* **ANHAND DER ANGABEN**:
- 1) Bitte fasse im Text über das Sparverhalten der Deutschen den Absatz, der mit „Im Gegensatz zu anderen Ländern“ beginnt, als kurze Liste zusammen und behalte dabei seine wesentlichen Fakten bei.
- 2) Führe den Text über das Sparverhalten der Deutschen nach seinem letzten Satz mit einem weiteren Absatz fort.

* **AUSGEWÄHLTER TEXTAUSZUG**:
....

Die deutsche Spießigkeit ist eines der größten Vorurteile, mit denen wir im internationalen Vergleich regelmäßig zu kämpfen haben – und das zu Recht. Neben der peniblen Pünktlichkeit unsererseits und dem weltweit bekannten Leberwurstbrot, welches wir Deutschen uns im Verständnis anderer täglich in einer großen familiären Feierstunde zwischen die Kiemen drücken, stehen Altervorsorge und Ersparnisse auf Platz 1 der typischen Merkmale der Deutschen, fragt man unsere internationalen Nachbarn.
Im Gegensatz zu anderen Ländern, die eher das Motto „Lebe jeden Tag, als wäre es dein letzter“ verfolgen, und deren Einwohner ihr Geld auch wirklich raus schleudern als gäbe es kein Morgen mehr, haben wir Deutschen gerne eine beruhigende Summe an Geld auf der hohen Kante liegen, um auch in schlechten Zeiten nicht mit leeren Taschen dazustehen. In den letzten Jahren hat der Spartrend vor allem bei jungen Menschen sogar noch weiter zugenommen und der Wunsch nach dem typisch spießigen „Haus mit Garten, dem Ehemann und zwei Kindern“ nimmt ebenfalls an Bedeutung zu. Dabei richtet sich der neu gewonnene Konservativismus aber vor allem auf die finanzielle Situation und das Interesse an verschiedenen Anlagemöglichkeiten, bei denen das Gesparte am besten aufgehoben ist, wächst stetig.

....

* **DATENSÄTZE**:
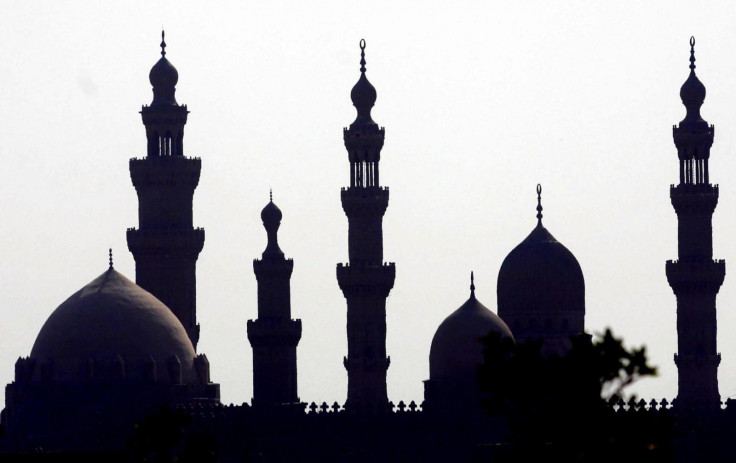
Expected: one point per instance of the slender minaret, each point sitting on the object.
(366, 280)
(695, 277)
(166, 246)
(274, 335)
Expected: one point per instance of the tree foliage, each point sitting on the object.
(558, 406)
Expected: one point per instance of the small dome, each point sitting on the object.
(163, 74)
(540, 275)
(457, 349)
(113, 318)
(271, 214)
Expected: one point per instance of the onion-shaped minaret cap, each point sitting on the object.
(271, 216)
(363, 93)
(163, 78)
(692, 91)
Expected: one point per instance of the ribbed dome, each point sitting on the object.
(457, 349)
(113, 317)
(540, 275)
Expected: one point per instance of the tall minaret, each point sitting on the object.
(695, 277)
(274, 335)
(166, 246)
(366, 280)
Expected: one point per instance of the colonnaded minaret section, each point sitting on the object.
(366, 280)
(166, 245)
(695, 277)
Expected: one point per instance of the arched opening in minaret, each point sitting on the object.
(694, 171)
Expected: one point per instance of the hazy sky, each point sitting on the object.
(481, 101)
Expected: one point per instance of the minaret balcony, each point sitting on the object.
(165, 171)
(274, 332)
(695, 277)
(166, 241)
(691, 198)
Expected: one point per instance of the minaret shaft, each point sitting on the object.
(166, 245)
(695, 277)
(366, 280)
(274, 335)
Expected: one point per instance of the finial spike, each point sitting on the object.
(362, 56)
(539, 203)
(163, 44)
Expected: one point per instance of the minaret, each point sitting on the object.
(274, 335)
(166, 246)
(366, 280)
(695, 277)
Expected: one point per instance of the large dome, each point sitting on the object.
(541, 287)
(112, 321)
(457, 349)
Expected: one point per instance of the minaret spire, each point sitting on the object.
(366, 280)
(695, 277)
(166, 245)
(274, 335)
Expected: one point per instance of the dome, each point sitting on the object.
(457, 349)
(163, 74)
(109, 320)
(271, 214)
(541, 280)
(363, 93)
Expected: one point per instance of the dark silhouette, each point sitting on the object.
(366, 280)
(556, 406)
(695, 277)
(274, 335)
(114, 353)
(166, 245)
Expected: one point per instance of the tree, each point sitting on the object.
(558, 406)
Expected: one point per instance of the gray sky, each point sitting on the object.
(480, 100)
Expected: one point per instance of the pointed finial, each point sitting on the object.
(539, 203)
(472, 284)
(362, 56)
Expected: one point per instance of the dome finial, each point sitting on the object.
(472, 284)
(692, 53)
(539, 203)
(362, 56)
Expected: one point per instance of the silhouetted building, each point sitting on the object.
(274, 335)
(366, 280)
(541, 290)
(695, 277)
(116, 352)
(166, 245)
(455, 355)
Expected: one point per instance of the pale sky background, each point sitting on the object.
(480, 100)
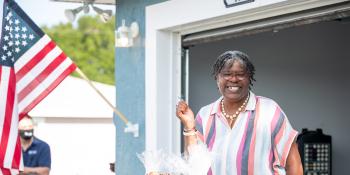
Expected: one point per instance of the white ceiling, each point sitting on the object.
(106, 2)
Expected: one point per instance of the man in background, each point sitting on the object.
(36, 153)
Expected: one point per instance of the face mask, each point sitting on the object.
(26, 134)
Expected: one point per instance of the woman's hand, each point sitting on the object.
(185, 114)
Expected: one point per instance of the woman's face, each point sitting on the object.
(233, 81)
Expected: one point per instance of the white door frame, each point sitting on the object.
(165, 24)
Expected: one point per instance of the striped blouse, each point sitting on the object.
(258, 143)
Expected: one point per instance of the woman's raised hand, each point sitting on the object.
(185, 114)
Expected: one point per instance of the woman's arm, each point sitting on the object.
(293, 165)
(186, 116)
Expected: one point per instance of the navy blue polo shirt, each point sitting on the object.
(37, 155)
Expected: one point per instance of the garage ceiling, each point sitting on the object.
(106, 2)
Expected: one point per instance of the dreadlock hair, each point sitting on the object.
(233, 56)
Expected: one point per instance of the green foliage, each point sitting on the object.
(90, 45)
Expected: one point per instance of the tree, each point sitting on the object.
(90, 45)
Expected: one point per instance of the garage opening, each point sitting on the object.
(302, 62)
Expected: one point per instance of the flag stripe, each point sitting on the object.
(28, 103)
(25, 58)
(35, 71)
(13, 132)
(7, 74)
(34, 61)
(41, 77)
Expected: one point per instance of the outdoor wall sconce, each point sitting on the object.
(124, 35)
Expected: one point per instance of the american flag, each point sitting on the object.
(31, 67)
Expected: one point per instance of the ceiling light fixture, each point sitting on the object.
(71, 14)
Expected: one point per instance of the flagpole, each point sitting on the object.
(116, 111)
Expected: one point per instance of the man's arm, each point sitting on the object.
(293, 165)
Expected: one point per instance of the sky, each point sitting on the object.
(49, 13)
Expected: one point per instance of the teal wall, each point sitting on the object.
(130, 88)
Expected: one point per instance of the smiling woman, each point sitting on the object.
(244, 131)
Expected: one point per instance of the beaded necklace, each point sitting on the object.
(235, 115)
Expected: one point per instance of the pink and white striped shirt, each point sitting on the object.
(258, 143)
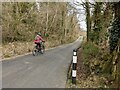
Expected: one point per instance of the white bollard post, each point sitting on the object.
(74, 67)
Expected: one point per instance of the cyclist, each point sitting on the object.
(38, 40)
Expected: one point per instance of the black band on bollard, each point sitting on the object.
(74, 66)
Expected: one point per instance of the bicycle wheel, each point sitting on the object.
(35, 51)
(42, 50)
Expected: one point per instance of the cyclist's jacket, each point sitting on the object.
(38, 39)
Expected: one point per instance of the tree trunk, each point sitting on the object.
(88, 21)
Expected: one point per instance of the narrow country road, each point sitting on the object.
(43, 71)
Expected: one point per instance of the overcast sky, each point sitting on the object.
(81, 15)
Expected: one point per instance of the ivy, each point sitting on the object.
(114, 34)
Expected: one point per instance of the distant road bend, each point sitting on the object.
(43, 71)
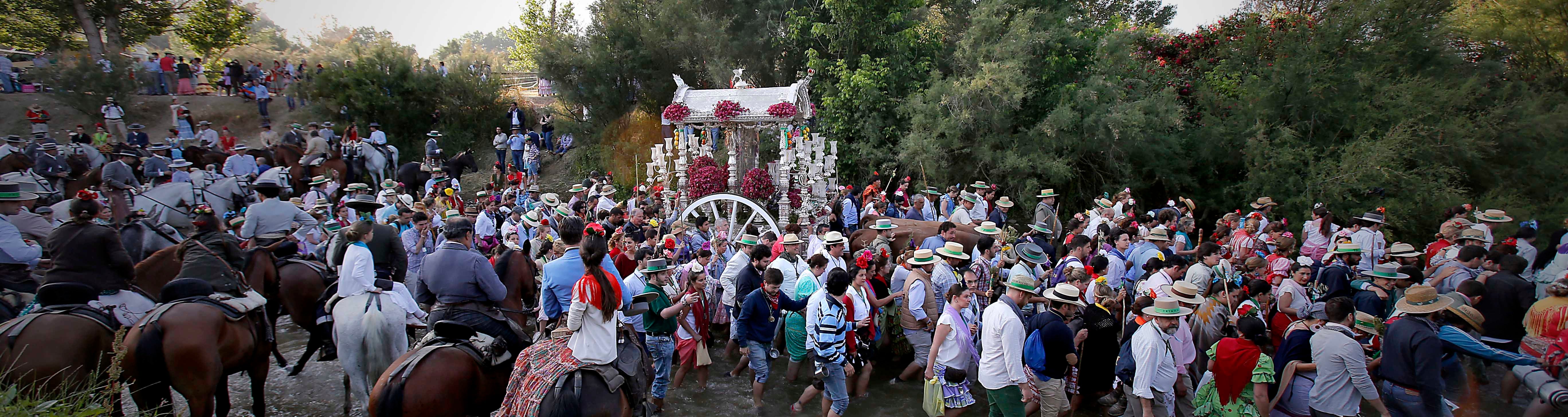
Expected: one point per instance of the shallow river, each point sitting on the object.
(319, 391)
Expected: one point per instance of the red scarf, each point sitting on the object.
(1233, 367)
(589, 288)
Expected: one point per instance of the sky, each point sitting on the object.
(432, 24)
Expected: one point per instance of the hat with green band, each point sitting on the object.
(13, 192)
(1385, 270)
(1167, 306)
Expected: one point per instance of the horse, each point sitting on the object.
(371, 333)
(16, 162)
(377, 164)
(909, 231)
(205, 344)
(201, 156)
(299, 291)
(143, 237)
(448, 381)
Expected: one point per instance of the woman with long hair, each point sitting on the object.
(595, 300)
(356, 274)
(1242, 372)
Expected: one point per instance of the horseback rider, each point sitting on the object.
(16, 256)
(272, 220)
(120, 179)
(157, 167)
(93, 255)
(240, 164)
(462, 286)
(52, 167)
(217, 258)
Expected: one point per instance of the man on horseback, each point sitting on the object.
(120, 179)
(462, 286)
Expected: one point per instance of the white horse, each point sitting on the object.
(377, 164)
(371, 333)
(95, 159)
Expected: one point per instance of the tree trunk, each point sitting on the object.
(89, 27)
(112, 34)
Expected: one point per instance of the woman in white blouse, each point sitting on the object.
(356, 275)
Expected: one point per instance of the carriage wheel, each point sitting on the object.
(736, 209)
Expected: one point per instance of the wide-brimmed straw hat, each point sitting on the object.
(923, 258)
(1468, 314)
(1385, 270)
(989, 229)
(1065, 294)
(883, 225)
(1423, 300)
(1167, 306)
(833, 239)
(1402, 250)
(952, 250)
(1185, 292)
(1493, 217)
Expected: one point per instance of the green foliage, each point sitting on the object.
(81, 82)
(385, 87)
(212, 27)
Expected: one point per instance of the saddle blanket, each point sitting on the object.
(125, 306)
(534, 375)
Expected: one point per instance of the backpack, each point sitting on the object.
(1125, 364)
(1036, 355)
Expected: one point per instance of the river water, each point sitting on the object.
(319, 391)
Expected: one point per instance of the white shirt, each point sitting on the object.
(1156, 361)
(1003, 341)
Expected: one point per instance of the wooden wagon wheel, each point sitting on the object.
(739, 212)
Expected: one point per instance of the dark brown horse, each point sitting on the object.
(299, 289)
(449, 381)
(909, 231)
(15, 164)
(205, 345)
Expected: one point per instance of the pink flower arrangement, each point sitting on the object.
(756, 184)
(677, 112)
(727, 110)
(706, 178)
(783, 110)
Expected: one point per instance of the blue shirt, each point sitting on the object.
(560, 275)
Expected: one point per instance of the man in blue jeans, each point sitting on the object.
(661, 325)
(758, 319)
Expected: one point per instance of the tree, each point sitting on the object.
(212, 27)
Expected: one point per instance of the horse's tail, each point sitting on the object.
(565, 402)
(391, 402)
(151, 366)
(377, 347)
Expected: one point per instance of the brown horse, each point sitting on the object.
(448, 381)
(206, 345)
(15, 164)
(299, 289)
(909, 231)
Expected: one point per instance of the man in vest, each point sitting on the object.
(920, 311)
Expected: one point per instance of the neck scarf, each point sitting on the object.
(590, 291)
(965, 339)
(1233, 367)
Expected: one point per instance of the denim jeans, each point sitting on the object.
(833, 386)
(664, 350)
(758, 353)
(1404, 404)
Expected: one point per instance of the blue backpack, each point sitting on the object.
(1036, 355)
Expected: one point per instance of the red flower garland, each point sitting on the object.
(677, 112)
(783, 110)
(756, 184)
(727, 110)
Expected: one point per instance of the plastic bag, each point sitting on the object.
(934, 399)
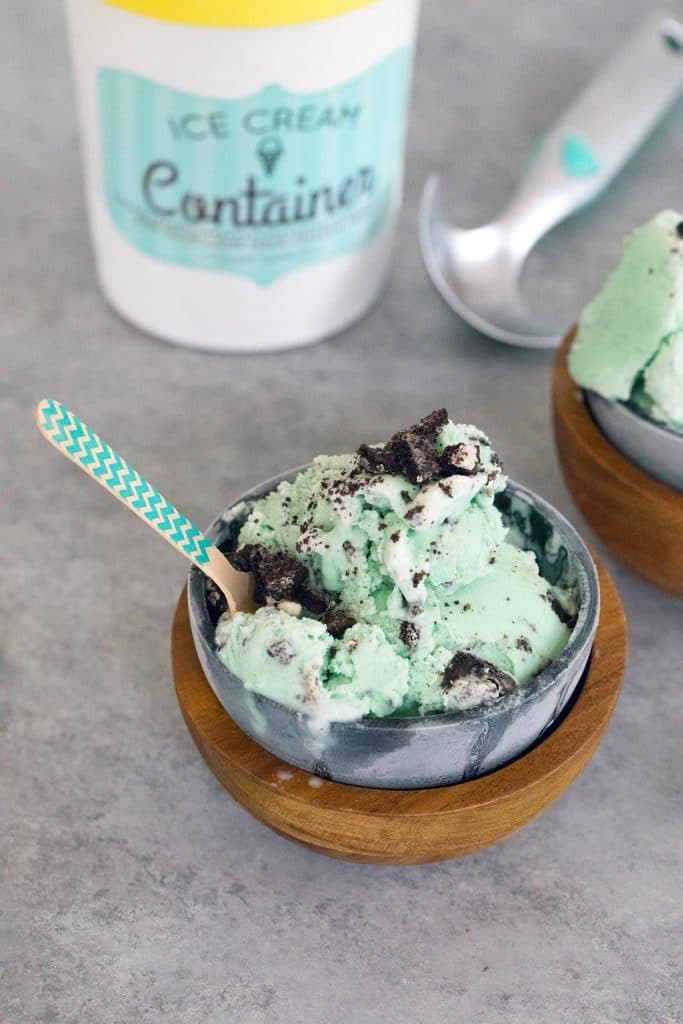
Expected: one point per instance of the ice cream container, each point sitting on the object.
(432, 750)
(244, 161)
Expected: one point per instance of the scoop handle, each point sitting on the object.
(599, 132)
(77, 441)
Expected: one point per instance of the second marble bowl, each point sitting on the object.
(429, 751)
(651, 445)
(638, 517)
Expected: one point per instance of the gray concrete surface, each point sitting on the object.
(133, 889)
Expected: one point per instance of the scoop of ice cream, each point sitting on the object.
(660, 393)
(628, 344)
(379, 567)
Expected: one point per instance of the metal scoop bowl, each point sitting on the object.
(478, 270)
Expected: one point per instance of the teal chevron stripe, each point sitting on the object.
(76, 439)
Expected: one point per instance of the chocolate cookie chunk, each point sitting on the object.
(460, 459)
(276, 573)
(410, 634)
(470, 680)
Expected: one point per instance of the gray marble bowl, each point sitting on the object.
(413, 753)
(651, 445)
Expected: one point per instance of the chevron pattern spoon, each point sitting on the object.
(73, 438)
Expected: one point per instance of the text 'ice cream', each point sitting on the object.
(388, 584)
(629, 346)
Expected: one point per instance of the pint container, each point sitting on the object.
(244, 161)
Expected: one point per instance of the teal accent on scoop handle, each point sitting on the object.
(599, 132)
(76, 440)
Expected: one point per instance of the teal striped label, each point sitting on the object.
(256, 186)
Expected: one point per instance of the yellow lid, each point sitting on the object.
(240, 13)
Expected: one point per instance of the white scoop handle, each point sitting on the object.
(599, 132)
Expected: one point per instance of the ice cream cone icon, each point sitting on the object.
(269, 151)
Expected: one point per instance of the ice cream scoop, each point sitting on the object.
(477, 271)
(412, 752)
(389, 585)
(77, 441)
(628, 351)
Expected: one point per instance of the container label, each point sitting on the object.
(257, 186)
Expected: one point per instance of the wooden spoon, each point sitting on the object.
(73, 438)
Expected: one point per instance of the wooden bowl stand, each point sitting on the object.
(638, 518)
(391, 826)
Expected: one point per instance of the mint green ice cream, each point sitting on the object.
(439, 610)
(629, 346)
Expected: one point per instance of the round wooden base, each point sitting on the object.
(391, 826)
(639, 518)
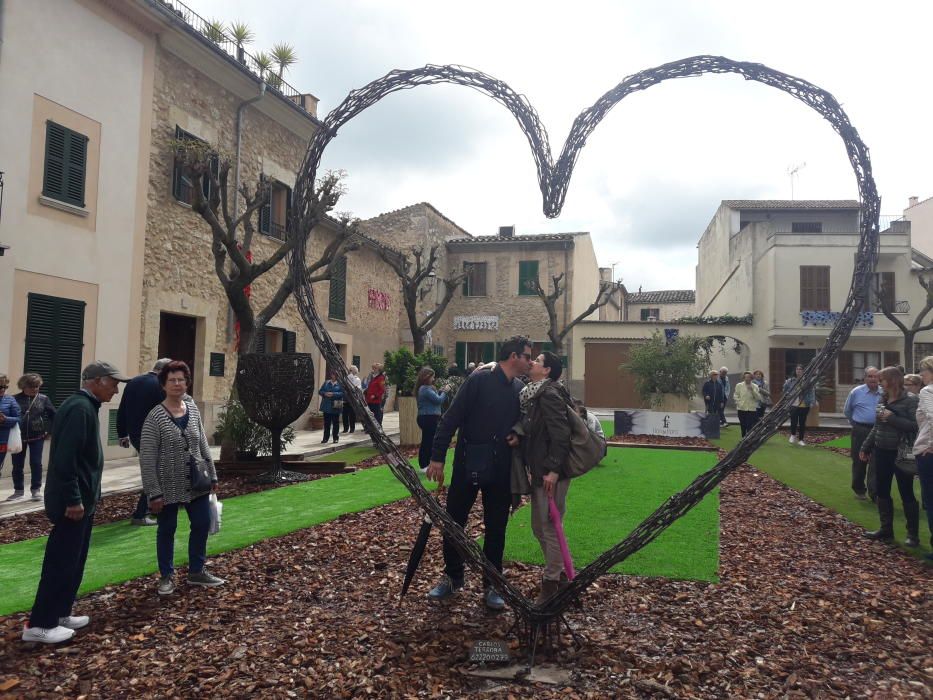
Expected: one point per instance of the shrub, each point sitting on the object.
(402, 368)
(662, 367)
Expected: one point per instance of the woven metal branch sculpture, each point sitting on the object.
(554, 179)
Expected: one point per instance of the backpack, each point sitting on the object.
(586, 447)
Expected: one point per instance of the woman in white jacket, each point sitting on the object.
(923, 445)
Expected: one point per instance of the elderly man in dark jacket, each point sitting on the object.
(484, 411)
(141, 395)
(72, 490)
(713, 393)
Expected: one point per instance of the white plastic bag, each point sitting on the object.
(217, 510)
(14, 443)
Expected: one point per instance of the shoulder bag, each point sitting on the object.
(586, 447)
(198, 475)
(906, 460)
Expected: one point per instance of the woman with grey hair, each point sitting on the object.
(36, 424)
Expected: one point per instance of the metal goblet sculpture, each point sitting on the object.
(275, 389)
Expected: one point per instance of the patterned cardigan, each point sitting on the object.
(163, 456)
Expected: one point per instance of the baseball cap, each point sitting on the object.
(99, 368)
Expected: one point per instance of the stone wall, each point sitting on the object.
(422, 226)
(179, 273)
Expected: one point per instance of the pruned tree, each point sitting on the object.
(889, 307)
(413, 276)
(233, 232)
(556, 332)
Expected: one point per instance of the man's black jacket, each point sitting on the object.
(484, 411)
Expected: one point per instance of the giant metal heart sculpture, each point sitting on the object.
(553, 179)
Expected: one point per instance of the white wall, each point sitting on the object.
(64, 52)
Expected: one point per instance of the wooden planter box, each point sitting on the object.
(252, 468)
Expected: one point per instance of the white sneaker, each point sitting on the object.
(74, 622)
(51, 635)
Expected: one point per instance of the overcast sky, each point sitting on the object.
(654, 172)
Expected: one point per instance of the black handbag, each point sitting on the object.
(906, 461)
(479, 461)
(198, 474)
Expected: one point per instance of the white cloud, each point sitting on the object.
(654, 172)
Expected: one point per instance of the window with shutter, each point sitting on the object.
(527, 275)
(112, 437)
(182, 182)
(814, 288)
(474, 285)
(65, 164)
(55, 343)
(846, 375)
(337, 307)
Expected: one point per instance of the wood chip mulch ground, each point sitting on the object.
(805, 608)
(120, 506)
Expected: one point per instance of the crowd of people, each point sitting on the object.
(513, 439)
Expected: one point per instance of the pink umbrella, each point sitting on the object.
(561, 539)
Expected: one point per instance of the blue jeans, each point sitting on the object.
(199, 513)
(925, 471)
(34, 447)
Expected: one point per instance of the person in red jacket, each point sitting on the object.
(376, 391)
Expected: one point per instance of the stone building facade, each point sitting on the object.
(198, 94)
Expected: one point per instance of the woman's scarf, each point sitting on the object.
(529, 392)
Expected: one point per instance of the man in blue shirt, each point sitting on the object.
(860, 408)
(483, 413)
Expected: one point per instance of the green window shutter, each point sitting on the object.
(65, 164)
(112, 437)
(55, 343)
(337, 307)
(527, 272)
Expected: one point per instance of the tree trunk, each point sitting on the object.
(417, 341)
(909, 351)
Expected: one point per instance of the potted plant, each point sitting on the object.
(249, 439)
(315, 420)
(402, 367)
(666, 371)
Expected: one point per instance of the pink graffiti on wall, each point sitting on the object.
(378, 300)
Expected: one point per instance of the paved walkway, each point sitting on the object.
(123, 474)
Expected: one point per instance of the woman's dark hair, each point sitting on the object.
(175, 366)
(553, 363)
(894, 376)
(425, 376)
(516, 344)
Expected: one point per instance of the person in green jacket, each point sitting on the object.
(72, 490)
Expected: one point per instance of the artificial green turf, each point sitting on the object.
(120, 552)
(825, 477)
(606, 504)
(845, 441)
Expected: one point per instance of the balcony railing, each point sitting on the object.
(866, 319)
(225, 43)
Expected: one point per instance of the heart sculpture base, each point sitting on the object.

....

* **LÖSUNGSTEIL**:
- 1)
- Anders als in Ländern nach dem Motto „Lebe jeden Tag, als wäre es dein letzter“, deren Einwohner ihr Geld großzügig ausgeben, legen Deutsche gern eine beruhigende Summe zurück, um in schlechten Zeiten nicht mit leeren Taschen dazustehen.
- In den letzten Jahren hat der Spartrend vor allem bei jungen Menschen weiter zugenommen.
- Auch der Wunsch nach dem „Haus mit Garten, dem Ehemann und zwei Kindern“ gewinnt an Bedeutung.
- Der neue Konservativismus richtet sich vor allem auf die Finanzen, und das Interesse an verschiedenen Anlagemöglichkeiten wächst stetig.

- 2)
Sonntag ist RUHEtag
Reisende begeben sich an Sonntagen in Deutschland nur allzu häufig auf die Suche nach jeglicher Zivilisation und das vergeblich. Die Bürgersteige der Bundesrepublik werden hochgeklappt, knatternde Rasenmäher und Fußbälle werden in der letzten und dunkelsten Ecke des Kellers verscharrt und das ganze Land gibt sich dem allwöchentlichen Genesungstag hin. Wer an diesem besonderen Tage auf die Idee kommt, auch nur das leiseste Geräusch durch die quietschende Garagentür zu bewirken, wird auf direktem Wege der Nachbarschaft verbannt. Daher ist es für uns Deutsche im Urlaub umso faszinierender, was in fremden Ländern an dem letzten Tag des Wochenendes so alles möglich ist. Der ein oder andere fällt dabei aus allen Wolken, wenn er bemerkt, dass der wöchentliche Großeinkauf selbst am heiligen Sonntag realisierbar ist.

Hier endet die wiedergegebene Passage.